→ **Work request**: Nothing but the lines from the one with "Can you see the green catkin" through the end of the records below should be written out, and each must match word for word.

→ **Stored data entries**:

------------------------------------------------------------------------

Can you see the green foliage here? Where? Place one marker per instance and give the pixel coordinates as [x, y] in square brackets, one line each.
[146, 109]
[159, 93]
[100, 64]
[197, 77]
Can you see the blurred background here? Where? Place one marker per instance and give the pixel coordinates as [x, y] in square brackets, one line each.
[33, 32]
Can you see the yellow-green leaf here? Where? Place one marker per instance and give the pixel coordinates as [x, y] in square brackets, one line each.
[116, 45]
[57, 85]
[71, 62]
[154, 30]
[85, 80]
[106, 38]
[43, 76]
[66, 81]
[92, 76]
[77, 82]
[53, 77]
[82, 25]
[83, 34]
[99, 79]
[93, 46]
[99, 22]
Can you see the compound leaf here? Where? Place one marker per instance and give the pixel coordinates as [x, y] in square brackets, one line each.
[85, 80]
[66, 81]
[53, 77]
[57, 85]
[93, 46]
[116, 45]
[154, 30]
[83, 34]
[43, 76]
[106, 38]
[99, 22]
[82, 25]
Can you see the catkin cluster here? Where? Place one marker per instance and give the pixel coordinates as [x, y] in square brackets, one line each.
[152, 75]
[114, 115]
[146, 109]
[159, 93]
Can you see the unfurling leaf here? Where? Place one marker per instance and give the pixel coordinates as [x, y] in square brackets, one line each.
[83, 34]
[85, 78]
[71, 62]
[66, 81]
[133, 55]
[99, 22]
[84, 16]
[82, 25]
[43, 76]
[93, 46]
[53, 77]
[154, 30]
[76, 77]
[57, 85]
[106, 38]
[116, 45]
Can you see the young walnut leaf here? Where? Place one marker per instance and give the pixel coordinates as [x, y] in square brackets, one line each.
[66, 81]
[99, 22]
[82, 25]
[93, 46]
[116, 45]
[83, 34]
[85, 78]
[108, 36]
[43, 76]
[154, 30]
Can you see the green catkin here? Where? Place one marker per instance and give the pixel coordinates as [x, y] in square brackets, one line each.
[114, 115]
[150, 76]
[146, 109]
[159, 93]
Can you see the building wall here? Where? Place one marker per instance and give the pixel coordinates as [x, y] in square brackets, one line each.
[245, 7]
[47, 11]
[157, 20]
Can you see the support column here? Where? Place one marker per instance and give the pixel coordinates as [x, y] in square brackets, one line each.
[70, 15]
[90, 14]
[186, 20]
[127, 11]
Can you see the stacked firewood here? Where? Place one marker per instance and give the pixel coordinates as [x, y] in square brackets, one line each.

------------------------------------------------------------------------

→ **Solution to this problem**:
Can you see the green catkin here? Where? Place one marker per instance and give the pixel coordinates as [x, y] in square brackets, one line each.
[114, 115]
[150, 76]
[146, 109]
[159, 93]
Can you see the building wall here? Where? Place one marker per instance and give the pixel coordinates as [x, y] in square brackets, one line each.
[245, 7]
[47, 11]
[157, 20]
Can you see the support column here? Where? Place one marker per instance and give the pixel coordinates as [x, y] in square brackets, one line each.
[70, 15]
[90, 14]
[186, 20]
[127, 11]
Can you see the stacked firewood here? Where? Place one marker per instance and give the pixel coordinates as [x, y] in square brackets, one line each.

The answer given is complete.